→ WORK INSTRUCTION A: Summarize the Mets essay in two sentences.
→ WORK INSTRUCTION B: Please reproduce everything in the Mets essay from "When we came" down to "go their way.".

Mets and Staying Brothers

mets winning 2015 nlds
Yesterday, my brothers and I were texting each other like giddy teenage girls while watching the cuticle-chewing decisive fifth game of NLDS (National League Division Series) with our hometown team, New York Mets, taking a single run lead to the ninth.
-Let’s do this!
-I can’t watch, need to flip to football
-Dang unwatchable but Familia nasty
-Haha!
 
Our texting didn’t have the curt eloquence of teens who can share their complex emotions with mere consonants. But it carried us back to our pastiche living room in Flushing, New York. Pressing “send” felt like a high five. I could see my youngest brother Luke running out of the room because of the unbearable suspense building as Familia winds up for a pitch.
 
I am 43, but I became 14 and we were children again watching our childhood favorite team, “New York Mets.”
 
When we came to America in 1980, we fell in love with the game of baseball and the New York Mets. I saw them on TV and they were larger than life. But they were one of us because they played in our backyard because Shea Stadium just one train stop away and it had that classic Flushing look of strewn old newspapers and brown bags swishing around the parking lot. We could run into the players on the 7 train or catch them while window shopping on Main Street.
 
We must have caught every Mets game that played in public channel because it only happened weekly (these were days before cable and internet). And if there was a rain delay we sat through the Mets history rerun videos, the story of their ’62 start, their endearing losing season with Casey Stengle’s stodgy humor, the underdog you loved the more things didn’t go their way.
 
We saw videos of their amazing ’69 run, only seven years old and an improbable win over the stunned Baltimore Orioles that earned them the nickname “Amazin” which has become their permanent title. We weren’t even born that year! But we felt we lived those years. One of the benefits of a memory system that is faulty and wide open: connecting by confusing what you experienced with what you saw, until the story gets all tangled and you can’t tell what is your history and what is not. By learning the Mets’ history it became my history. We were not immigrants who jumped into the American experiment in the 80s. We were here since the 60s with the birth of the Mets.
 
It was a subconscious way of making ourselves American, prove our citizenship through remembrance of pitchers and not just presidents because baseball is what Americans do while memorizing presidents is what immigrants do to get their citizenship paper.
 
family with young mother
But it wasn’t just the American identity we were pursuing. Mets gave us a ritual around which the three brothers can spend time together and knead a group identity. Growing up in New York, we were constantly reminded that we were different. Different in our complexion and speech, different from our classmates, different from pedestrians we passed walking to and from school. We were different from our parents who kept holding onto Korean way of living while we were shedding it as fast as Big Mac wrapping paper. And we were different from each other, perhaps the saddest realization. Though we shared our parent’s genes and home, and experiencing the same type of anti-Asian discrimination, yet we were different physically with our own puberty pacing, different in our personality, in our passions and preferences. We started hanging out with a different circle of friends. It was the process of maturing, with seemed to require carving our self-identity by separating from those closest to us.
 
But NY Mets was the one shared passion. Their victories were our shared joy, their losses were our endearing pain. And pain when shared can be a powerful epoxy. NY Mets was one way of saying we are brothers no matter how our life takes us down different and divergin paths.
 
We are living in the far flung corners of the State now: Luke in New York, Daniel in Seattle, and myself in Raleigh. We can’t drive for a thanksgiving dinner. Our lives are as different as our worldviews and politics. But as we watched Familia strike out the last out on three straight pitches and we texted our exhilaration, we were together again, as brothers.

→ EXTRACTED INFORMATION:

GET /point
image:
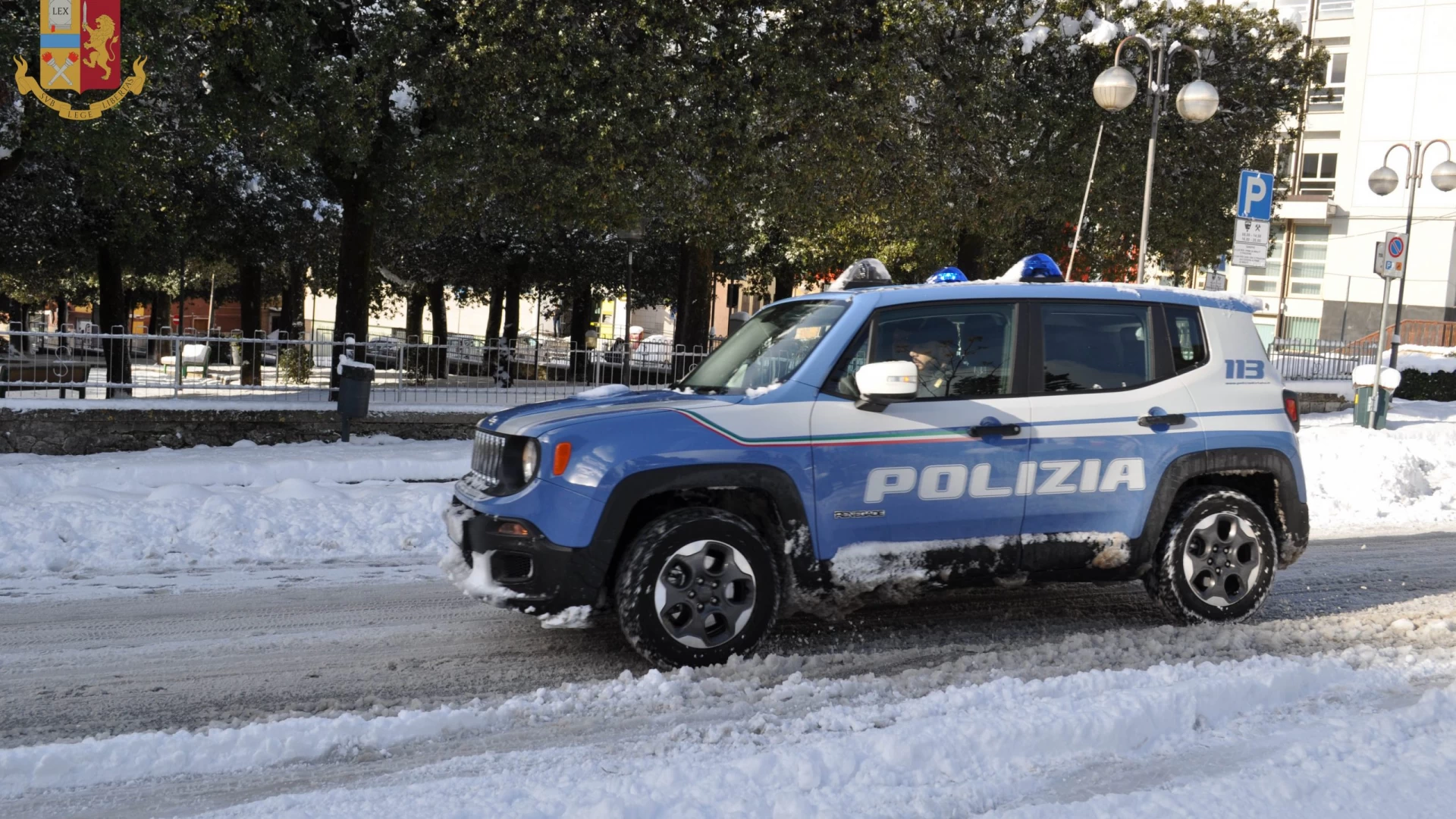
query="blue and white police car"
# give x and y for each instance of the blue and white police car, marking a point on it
(900, 438)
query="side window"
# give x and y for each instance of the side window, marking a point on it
(1185, 333)
(1092, 346)
(960, 350)
(842, 381)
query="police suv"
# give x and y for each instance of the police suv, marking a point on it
(899, 438)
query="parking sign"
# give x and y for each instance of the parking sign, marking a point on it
(1256, 196)
(1392, 256)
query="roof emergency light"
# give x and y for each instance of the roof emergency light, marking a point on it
(1036, 268)
(946, 276)
(865, 273)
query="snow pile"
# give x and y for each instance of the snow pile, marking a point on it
(220, 506)
(1386, 482)
(761, 391)
(996, 727)
(1036, 730)
(604, 391)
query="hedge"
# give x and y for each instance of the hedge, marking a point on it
(1427, 387)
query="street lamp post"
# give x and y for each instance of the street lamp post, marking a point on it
(1116, 89)
(1385, 180)
(631, 235)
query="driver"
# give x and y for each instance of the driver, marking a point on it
(930, 344)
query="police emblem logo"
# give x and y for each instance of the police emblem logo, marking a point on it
(80, 50)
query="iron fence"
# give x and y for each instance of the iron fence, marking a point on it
(463, 371)
(1308, 359)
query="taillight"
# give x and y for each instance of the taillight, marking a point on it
(561, 458)
(1292, 407)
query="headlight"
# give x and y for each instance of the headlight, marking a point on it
(530, 458)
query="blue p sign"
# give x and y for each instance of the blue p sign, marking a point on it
(1256, 194)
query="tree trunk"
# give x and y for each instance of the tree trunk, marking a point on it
(27, 343)
(251, 303)
(356, 268)
(161, 309)
(293, 299)
(970, 248)
(414, 333)
(580, 321)
(111, 316)
(440, 330)
(492, 319)
(695, 265)
(511, 306)
(416, 315)
(783, 281)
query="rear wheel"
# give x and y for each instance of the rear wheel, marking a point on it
(696, 588)
(1215, 560)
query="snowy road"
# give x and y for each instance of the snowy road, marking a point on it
(381, 640)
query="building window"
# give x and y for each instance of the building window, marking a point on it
(1301, 328)
(1316, 174)
(1307, 271)
(1332, 95)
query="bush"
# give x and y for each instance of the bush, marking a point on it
(1427, 387)
(296, 363)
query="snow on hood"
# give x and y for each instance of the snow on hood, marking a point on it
(536, 419)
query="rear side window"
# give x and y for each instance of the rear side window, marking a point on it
(1091, 346)
(1185, 331)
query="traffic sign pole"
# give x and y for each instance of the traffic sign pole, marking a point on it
(1400, 299)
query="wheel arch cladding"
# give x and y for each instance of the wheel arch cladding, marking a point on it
(764, 496)
(1263, 474)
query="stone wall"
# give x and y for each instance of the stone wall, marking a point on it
(82, 431)
(1323, 403)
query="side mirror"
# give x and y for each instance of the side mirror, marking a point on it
(886, 382)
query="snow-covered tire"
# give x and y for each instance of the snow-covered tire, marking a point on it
(1215, 558)
(696, 586)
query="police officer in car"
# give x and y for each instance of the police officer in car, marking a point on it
(930, 344)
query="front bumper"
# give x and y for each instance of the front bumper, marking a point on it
(528, 573)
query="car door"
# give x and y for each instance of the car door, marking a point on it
(938, 472)
(1103, 373)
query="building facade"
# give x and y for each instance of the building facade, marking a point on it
(1391, 79)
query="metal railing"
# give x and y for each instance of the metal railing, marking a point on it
(465, 371)
(1308, 359)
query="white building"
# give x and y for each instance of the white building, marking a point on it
(1391, 79)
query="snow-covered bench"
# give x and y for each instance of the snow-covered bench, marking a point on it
(193, 356)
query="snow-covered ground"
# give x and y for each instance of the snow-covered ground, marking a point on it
(1350, 714)
(381, 497)
(221, 506)
(1347, 711)
(1382, 482)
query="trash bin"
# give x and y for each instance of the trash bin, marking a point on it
(354, 388)
(1375, 388)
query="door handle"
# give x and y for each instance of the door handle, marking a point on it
(996, 430)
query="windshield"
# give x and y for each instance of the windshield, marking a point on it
(767, 349)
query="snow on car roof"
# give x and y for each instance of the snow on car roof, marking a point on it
(1100, 290)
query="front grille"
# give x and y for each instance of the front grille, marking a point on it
(510, 567)
(485, 461)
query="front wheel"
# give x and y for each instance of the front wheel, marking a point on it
(696, 588)
(1215, 560)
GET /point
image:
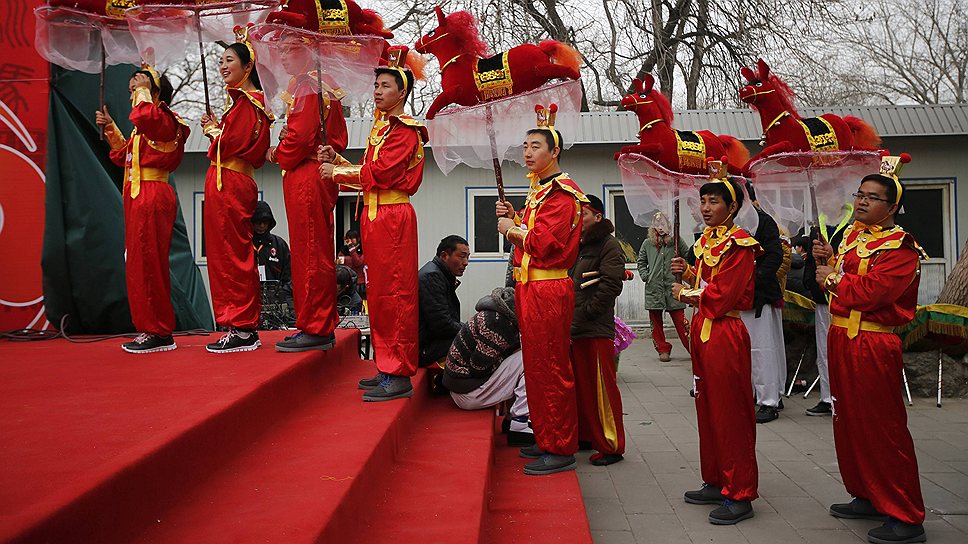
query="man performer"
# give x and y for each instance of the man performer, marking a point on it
(309, 202)
(722, 288)
(873, 281)
(598, 276)
(391, 172)
(156, 148)
(545, 239)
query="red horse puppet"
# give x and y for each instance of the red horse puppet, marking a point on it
(332, 17)
(785, 131)
(677, 150)
(469, 76)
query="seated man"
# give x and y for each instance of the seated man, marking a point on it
(348, 299)
(485, 367)
(271, 251)
(439, 307)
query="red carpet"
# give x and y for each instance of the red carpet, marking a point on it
(186, 446)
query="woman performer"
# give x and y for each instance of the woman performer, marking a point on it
(239, 144)
(155, 149)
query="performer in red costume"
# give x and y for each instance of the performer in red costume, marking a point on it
(239, 145)
(155, 149)
(391, 172)
(720, 347)
(309, 202)
(874, 282)
(545, 238)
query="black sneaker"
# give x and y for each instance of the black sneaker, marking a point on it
(706, 494)
(766, 414)
(821, 409)
(550, 464)
(391, 388)
(369, 383)
(531, 452)
(236, 340)
(303, 341)
(149, 343)
(894, 532)
(856, 509)
(731, 512)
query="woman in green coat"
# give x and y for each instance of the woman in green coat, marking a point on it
(655, 258)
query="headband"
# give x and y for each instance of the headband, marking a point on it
(546, 120)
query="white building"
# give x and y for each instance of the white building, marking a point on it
(463, 202)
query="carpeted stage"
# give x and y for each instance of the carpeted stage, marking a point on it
(97, 445)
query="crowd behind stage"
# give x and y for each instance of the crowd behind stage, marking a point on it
(543, 344)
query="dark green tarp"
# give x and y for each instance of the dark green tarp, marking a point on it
(83, 255)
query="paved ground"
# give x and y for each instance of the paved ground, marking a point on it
(640, 499)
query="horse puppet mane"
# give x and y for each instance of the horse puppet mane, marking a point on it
(665, 107)
(463, 26)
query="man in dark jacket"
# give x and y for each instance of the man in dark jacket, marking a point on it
(271, 251)
(765, 321)
(485, 367)
(598, 276)
(821, 321)
(439, 306)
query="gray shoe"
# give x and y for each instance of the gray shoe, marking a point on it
(369, 383)
(303, 341)
(856, 509)
(706, 494)
(731, 512)
(391, 388)
(550, 464)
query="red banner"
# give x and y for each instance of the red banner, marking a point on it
(23, 149)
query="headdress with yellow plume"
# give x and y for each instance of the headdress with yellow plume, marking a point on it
(889, 170)
(546, 120)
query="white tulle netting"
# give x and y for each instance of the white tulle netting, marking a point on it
(651, 188)
(284, 53)
(461, 135)
(76, 40)
(804, 188)
(167, 33)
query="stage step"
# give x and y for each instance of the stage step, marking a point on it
(308, 479)
(535, 509)
(100, 441)
(437, 490)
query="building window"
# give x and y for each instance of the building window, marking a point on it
(629, 234)
(486, 243)
(198, 224)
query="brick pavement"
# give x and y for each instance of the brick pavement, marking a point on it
(640, 499)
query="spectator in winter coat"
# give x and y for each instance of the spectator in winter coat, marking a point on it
(598, 276)
(655, 259)
(439, 319)
(485, 367)
(271, 251)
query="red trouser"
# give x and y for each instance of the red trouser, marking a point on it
(392, 290)
(658, 335)
(148, 223)
(309, 208)
(232, 272)
(599, 401)
(727, 423)
(874, 447)
(545, 309)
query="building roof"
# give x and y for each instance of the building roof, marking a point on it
(621, 127)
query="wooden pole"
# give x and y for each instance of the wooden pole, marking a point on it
(201, 53)
(498, 177)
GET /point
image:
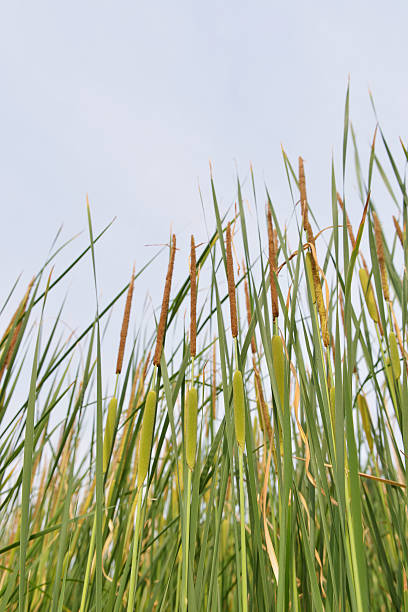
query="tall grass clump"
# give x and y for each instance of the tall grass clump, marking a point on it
(249, 449)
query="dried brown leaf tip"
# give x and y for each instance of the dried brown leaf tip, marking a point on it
(165, 305)
(273, 266)
(315, 270)
(125, 323)
(380, 253)
(16, 320)
(249, 314)
(398, 230)
(193, 302)
(231, 285)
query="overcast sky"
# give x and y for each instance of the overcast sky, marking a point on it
(127, 101)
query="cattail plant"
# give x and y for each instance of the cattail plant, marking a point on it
(369, 295)
(273, 268)
(380, 254)
(110, 426)
(399, 231)
(311, 240)
(149, 415)
(190, 418)
(239, 410)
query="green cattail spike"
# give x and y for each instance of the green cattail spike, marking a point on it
(365, 418)
(279, 367)
(146, 435)
(190, 425)
(369, 295)
(109, 431)
(239, 408)
(309, 274)
(394, 356)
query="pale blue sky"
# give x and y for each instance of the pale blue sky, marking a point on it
(129, 100)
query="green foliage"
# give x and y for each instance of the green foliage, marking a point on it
(169, 495)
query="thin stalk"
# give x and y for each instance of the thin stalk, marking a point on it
(88, 566)
(133, 572)
(243, 543)
(184, 601)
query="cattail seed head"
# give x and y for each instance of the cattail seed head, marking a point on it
(398, 230)
(262, 407)
(273, 268)
(394, 356)
(193, 302)
(165, 306)
(146, 435)
(231, 285)
(279, 367)
(125, 324)
(369, 295)
(309, 274)
(190, 425)
(380, 253)
(239, 408)
(109, 431)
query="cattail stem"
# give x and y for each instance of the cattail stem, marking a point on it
(231, 285)
(88, 566)
(165, 306)
(184, 600)
(243, 541)
(125, 324)
(380, 253)
(133, 572)
(193, 301)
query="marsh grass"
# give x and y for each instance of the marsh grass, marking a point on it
(257, 462)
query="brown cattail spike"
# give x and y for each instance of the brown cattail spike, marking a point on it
(231, 285)
(315, 272)
(165, 305)
(125, 324)
(302, 189)
(193, 303)
(273, 268)
(399, 231)
(380, 253)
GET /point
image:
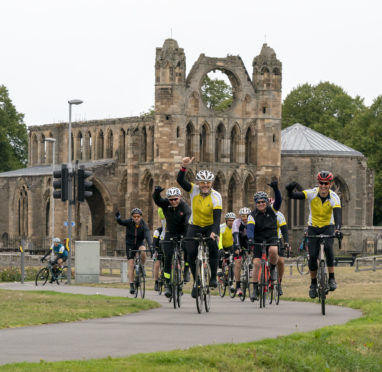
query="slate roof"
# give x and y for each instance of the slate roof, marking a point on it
(300, 140)
(46, 170)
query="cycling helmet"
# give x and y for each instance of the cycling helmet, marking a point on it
(136, 211)
(261, 195)
(173, 191)
(230, 216)
(205, 175)
(244, 210)
(325, 176)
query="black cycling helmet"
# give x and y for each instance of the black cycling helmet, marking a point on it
(325, 176)
(136, 211)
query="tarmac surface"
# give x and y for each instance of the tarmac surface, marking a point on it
(162, 329)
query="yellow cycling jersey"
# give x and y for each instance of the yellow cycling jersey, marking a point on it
(321, 214)
(202, 207)
(281, 221)
(226, 238)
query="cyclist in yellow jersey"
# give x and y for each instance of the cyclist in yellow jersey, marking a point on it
(325, 217)
(225, 240)
(206, 209)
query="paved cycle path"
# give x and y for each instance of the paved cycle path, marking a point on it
(165, 328)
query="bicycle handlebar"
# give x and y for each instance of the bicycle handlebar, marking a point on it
(322, 236)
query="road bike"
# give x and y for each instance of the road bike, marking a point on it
(303, 260)
(139, 274)
(246, 265)
(57, 274)
(202, 274)
(322, 272)
(268, 289)
(226, 279)
(176, 280)
(158, 255)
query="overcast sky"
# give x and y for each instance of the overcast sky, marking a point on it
(103, 51)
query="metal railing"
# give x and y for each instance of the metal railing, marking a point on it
(371, 262)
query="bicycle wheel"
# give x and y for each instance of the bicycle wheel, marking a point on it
(232, 294)
(302, 265)
(42, 276)
(223, 281)
(142, 282)
(244, 283)
(262, 285)
(174, 290)
(179, 284)
(199, 286)
(63, 276)
(322, 289)
(207, 289)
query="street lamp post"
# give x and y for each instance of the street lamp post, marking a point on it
(53, 142)
(70, 184)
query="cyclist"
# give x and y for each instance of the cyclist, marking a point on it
(177, 213)
(282, 232)
(158, 235)
(325, 217)
(225, 241)
(262, 227)
(239, 230)
(206, 209)
(136, 232)
(61, 255)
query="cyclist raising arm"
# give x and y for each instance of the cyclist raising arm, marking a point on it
(325, 217)
(61, 254)
(206, 209)
(136, 232)
(262, 226)
(177, 213)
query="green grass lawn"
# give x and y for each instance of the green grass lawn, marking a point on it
(355, 346)
(19, 308)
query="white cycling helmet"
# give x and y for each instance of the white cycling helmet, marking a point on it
(244, 210)
(205, 175)
(230, 216)
(261, 195)
(173, 191)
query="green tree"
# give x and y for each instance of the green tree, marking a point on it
(326, 108)
(13, 135)
(216, 94)
(364, 134)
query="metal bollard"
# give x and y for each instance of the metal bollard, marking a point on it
(123, 271)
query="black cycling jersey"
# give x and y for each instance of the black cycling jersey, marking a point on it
(265, 224)
(176, 217)
(135, 233)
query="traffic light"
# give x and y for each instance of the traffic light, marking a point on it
(83, 188)
(61, 184)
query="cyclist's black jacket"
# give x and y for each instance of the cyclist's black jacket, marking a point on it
(135, 233)
(176, 218)
(265, 225)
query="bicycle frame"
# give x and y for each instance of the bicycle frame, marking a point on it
(322, 271)
(202, 274)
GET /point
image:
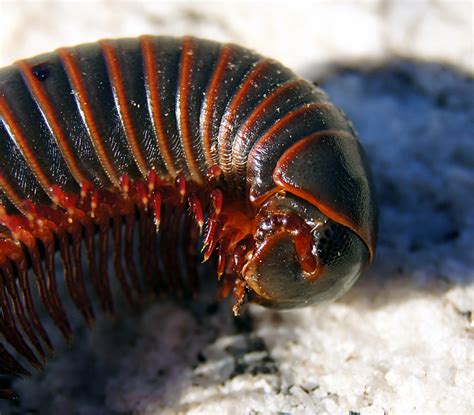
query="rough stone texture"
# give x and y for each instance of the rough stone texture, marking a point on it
(402, 340)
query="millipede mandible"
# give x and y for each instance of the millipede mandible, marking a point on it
(146, 150)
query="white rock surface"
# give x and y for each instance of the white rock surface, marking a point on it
(402, 341)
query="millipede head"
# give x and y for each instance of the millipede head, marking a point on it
(301, 257)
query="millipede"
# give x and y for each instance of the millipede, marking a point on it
(121, 159)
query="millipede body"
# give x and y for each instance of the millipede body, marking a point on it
(123, 157)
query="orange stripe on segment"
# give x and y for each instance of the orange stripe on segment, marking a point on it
(280, 125)
(324, 208)
(75, 79)
(41, 97)
(152, 89)
(12, 195)
(115, 77)
(15, 131)
(232, 110)
(210, 103)
(269, 100)
(259, 112)
(187, 58)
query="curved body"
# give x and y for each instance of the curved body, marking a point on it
(121, 122)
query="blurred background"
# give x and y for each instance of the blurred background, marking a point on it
(402, 340)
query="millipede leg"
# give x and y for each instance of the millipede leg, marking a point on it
(129, 249)
(10, 283)
(28, 300)
(117, 258)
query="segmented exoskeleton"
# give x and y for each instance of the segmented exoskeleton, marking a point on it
(140, 141)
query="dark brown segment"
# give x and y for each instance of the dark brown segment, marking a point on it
(125, 68)
(195, 70)
(35, 84)
(283, 100)
(330, 171)
(289, 129)
(25, 125)
(87, 72)
(233, 63)
(50, 87)
(160, 61)
(255, 87)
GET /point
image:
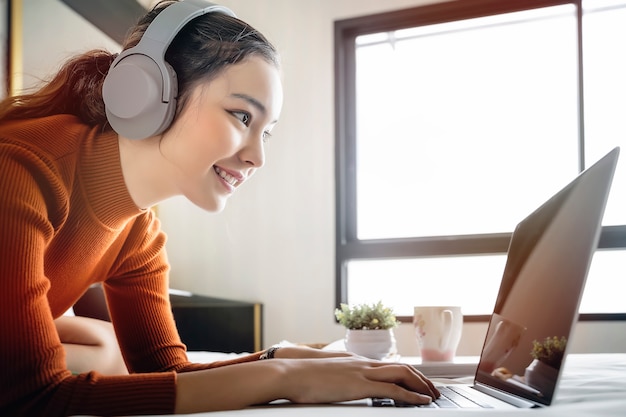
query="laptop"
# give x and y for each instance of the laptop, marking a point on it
(547, 263)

→ ANSWER BOX A: While watching the Mets win the deciding fifth game of the NLDS, the writer and two brothers texted one another and felt like children again in their Flushing living room. Since coming to America in 1980, the brothers had found in the Mets both a way to feel American and a shared passion that keeps them brothers, even now that they live in New York, Seattle, and Raleigh.

→ ANSWER BOX B:
When we came to America in 1980, we fell in love with the game of baseball and the New York Mets. I saw them on TV and they were larger than life. But they were one of us because they played in our backyard because Shea Stadium just one train stop away and it had that classic Flushing look of strewn old newspapers and brown bags swishing around the parking lot. We could run into the players on the 7 train or catch them while window shopping on Main Street.
 
We must have caught every Mets game that played in public channel because it only happened weekly (these were days before cable and internet). And if there was a rain delay we sat through the Mets history rerun videos, the story of their ’62 start, their endearing losing season with Casey Stengle’s stodgy humor, the underdog you loved the more things didn’t go their way.